Entries from a dataset »

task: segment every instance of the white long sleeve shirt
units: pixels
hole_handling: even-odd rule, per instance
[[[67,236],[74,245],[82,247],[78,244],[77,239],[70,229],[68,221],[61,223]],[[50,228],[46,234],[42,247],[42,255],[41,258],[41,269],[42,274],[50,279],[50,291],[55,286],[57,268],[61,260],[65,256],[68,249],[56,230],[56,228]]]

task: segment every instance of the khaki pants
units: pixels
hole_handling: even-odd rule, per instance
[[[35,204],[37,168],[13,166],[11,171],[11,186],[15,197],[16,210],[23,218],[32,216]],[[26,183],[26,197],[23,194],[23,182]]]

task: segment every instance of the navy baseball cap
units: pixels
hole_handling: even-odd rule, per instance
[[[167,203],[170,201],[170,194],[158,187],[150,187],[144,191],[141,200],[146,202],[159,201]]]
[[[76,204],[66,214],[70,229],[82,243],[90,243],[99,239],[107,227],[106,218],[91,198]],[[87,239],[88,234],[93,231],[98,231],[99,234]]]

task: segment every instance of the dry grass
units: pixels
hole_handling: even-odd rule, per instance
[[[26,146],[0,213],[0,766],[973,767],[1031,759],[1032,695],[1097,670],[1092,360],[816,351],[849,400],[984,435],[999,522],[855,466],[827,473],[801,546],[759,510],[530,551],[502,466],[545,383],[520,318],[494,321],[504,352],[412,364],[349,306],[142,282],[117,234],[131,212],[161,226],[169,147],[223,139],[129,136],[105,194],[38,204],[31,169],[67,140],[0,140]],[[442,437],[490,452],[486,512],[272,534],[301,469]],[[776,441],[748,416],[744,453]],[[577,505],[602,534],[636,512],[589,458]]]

Your goal »
Extract all of the data exactly as written.

Task solution »
task: segment every instance of the white long sleeve shirt
units: pixels
hole_handling: even-odd rule, per instance
[[[67,236],[74,245],[82,247],[78,244],[77,239],[70,229],[68,221],[61,223]],[[50,228],[46,234],[42,247],[42,255],[41,258],[41,269],[42,274],[50,279],[50,291],[55,286],[57,268],[61,260],[65,256],[68,249],[56,230],[56,228]]]

task: segment every instance of the khaki pants
units: pixels
hole_handling: even-odd rule, per instance
[[[35,204],[37,168],[13,166],[11,171],[11,186],[15,197],[16,210],[23,218],[32,216]],[[26,183],[26,197],[23,194],[23,182]]]

task: segment every instance of the navy baseball cap
units: pixels
hole_handling: even-odd rule, per instance
[[[167,203],[170,201],[170,194],[158,187],[150,187],[144,191],[141,200],[146,202],[159,201]]]
[[[76,204],[66,214],[70,229],[82,243],[90,243],[99,239],[107,227],[106,218],[91,198]],[[87,239],[88,234],[93,231],[98,231],[99,234]]]

task: segment every instance of the dry grass
units: pixels
hole_handling: even-odd rule, per instance
[[[26,146],[0,213],[0,766],[973,767],[1031,759],[1032,695],[1097,670],[1092,360],[816,351],[849,400],[984,435],[999,522],[855,466],[827,473],[801,546],[759,510],[530,551],[502,466],[545,383],[520,318],[494,321],[504,352],[412,364],[349,306],[142,282],[117,234],[131,212],[161,226],[169,147],[223,139],[129,136],[105,194],[38,204],[31,169],[67,140],[0,140]],[[442,437],[490,452],[486,512],[272,534],[301,469]],[[776,441],[748,416],[744,453]],[[577,505],[602,534],[636,512],[589,458]]]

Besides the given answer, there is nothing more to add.